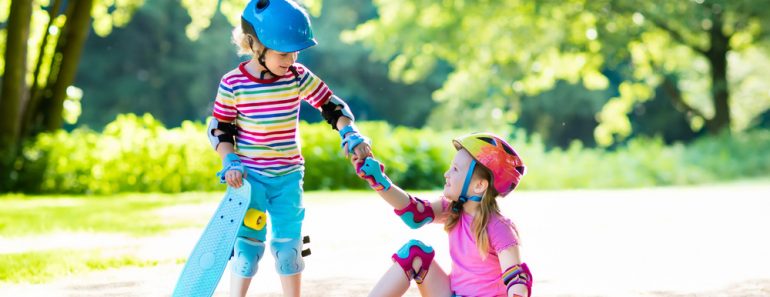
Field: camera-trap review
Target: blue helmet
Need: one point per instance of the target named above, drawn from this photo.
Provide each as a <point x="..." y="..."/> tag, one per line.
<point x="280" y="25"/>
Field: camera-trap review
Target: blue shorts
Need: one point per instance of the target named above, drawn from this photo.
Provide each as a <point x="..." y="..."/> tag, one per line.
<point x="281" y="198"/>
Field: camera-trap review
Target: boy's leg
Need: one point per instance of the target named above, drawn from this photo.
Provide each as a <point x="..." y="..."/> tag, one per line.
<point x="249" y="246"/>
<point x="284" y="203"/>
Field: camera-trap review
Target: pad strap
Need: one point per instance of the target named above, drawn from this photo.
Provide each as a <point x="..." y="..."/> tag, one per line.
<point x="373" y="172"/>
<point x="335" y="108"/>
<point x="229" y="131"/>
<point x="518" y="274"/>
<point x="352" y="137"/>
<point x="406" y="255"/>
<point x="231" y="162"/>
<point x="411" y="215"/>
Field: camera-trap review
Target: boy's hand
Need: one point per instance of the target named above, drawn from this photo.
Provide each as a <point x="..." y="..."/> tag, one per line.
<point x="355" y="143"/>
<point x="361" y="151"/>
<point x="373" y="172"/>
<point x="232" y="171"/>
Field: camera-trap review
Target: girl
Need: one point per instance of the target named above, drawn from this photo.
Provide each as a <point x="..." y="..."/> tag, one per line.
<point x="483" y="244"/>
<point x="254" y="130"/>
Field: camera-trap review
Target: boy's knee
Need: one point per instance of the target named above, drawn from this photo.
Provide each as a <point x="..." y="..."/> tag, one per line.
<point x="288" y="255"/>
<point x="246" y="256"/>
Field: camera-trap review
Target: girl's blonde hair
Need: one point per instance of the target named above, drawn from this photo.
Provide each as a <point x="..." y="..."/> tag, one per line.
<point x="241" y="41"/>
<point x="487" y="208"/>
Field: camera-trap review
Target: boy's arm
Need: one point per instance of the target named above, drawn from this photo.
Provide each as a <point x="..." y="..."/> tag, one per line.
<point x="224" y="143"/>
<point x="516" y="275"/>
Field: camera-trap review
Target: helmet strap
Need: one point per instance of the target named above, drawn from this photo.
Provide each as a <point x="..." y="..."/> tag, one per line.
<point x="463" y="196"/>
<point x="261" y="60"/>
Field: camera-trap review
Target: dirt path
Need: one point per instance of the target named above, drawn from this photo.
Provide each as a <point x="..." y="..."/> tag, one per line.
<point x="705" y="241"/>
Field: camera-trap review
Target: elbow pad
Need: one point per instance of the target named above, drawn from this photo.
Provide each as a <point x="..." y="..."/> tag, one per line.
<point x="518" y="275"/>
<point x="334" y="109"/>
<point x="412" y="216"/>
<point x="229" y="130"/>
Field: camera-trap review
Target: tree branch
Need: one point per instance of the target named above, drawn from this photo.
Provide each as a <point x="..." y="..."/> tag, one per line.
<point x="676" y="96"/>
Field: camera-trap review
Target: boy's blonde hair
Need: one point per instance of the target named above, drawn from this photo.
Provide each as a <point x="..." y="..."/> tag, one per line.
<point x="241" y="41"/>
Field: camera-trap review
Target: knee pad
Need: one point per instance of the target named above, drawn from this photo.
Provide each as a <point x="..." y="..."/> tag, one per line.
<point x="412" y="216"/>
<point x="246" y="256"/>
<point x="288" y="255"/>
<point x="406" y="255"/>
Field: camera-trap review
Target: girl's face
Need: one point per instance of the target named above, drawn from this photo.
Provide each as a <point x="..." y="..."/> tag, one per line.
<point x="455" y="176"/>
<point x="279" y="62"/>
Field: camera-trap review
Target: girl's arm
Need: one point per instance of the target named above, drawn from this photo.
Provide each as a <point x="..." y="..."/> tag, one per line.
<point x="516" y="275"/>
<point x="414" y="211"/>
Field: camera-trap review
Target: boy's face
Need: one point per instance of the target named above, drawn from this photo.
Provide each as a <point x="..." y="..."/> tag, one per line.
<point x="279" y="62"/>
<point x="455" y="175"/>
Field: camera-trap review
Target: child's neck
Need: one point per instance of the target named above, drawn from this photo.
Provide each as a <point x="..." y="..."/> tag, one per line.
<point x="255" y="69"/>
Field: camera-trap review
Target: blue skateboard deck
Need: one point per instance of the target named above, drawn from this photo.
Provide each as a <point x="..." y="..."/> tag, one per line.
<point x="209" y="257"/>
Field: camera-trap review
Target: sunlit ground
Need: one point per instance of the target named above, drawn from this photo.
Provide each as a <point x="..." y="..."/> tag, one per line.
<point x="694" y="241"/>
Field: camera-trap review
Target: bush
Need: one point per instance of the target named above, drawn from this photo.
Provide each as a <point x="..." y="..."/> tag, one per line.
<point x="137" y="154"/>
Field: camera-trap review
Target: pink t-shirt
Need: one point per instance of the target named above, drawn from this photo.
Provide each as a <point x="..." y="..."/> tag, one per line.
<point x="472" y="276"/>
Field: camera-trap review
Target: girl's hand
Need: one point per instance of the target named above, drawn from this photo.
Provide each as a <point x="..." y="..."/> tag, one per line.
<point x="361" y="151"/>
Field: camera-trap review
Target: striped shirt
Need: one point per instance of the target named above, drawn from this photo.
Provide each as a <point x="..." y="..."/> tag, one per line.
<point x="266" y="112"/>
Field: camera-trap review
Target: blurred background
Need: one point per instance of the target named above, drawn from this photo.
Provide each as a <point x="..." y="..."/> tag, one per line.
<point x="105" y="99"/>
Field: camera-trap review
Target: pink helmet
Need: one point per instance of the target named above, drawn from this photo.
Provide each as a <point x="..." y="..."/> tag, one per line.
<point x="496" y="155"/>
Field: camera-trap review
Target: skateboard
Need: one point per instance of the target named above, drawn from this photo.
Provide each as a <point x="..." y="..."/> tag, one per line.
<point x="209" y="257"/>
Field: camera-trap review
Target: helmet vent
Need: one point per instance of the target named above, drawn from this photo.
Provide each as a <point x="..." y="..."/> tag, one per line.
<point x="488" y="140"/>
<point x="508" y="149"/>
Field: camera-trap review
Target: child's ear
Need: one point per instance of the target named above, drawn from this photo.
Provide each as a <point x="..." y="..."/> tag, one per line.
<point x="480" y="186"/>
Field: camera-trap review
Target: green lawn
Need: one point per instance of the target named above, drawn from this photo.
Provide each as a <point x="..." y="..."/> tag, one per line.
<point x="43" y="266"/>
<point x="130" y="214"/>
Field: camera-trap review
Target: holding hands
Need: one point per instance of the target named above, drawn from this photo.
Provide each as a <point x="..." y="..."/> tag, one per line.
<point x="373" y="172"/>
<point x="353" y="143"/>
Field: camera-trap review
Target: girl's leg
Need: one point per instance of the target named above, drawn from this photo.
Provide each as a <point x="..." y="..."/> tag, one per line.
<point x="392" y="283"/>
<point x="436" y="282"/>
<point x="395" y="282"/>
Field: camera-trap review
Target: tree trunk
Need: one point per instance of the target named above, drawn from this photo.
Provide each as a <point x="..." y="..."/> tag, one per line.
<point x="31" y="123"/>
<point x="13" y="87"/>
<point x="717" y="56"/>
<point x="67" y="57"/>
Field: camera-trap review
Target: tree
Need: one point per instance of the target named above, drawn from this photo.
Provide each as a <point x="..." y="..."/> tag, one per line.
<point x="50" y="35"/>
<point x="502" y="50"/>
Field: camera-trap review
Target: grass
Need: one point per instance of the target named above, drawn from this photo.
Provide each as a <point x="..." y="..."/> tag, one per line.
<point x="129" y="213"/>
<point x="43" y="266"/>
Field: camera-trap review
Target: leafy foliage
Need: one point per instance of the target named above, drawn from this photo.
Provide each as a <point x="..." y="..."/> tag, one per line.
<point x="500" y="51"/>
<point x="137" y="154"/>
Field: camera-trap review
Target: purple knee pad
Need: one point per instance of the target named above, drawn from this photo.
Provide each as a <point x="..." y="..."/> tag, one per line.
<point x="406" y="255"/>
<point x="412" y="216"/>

----------------

▸ **Request**
Which lines above contain the word "girl", matching case exactly? Copy out each one.

▸ **Right answer**
Target: girl
Target: girl's blonde hair
Target: girl's face
Target: girl's arm
Target: girl's hand
Target: girl's leg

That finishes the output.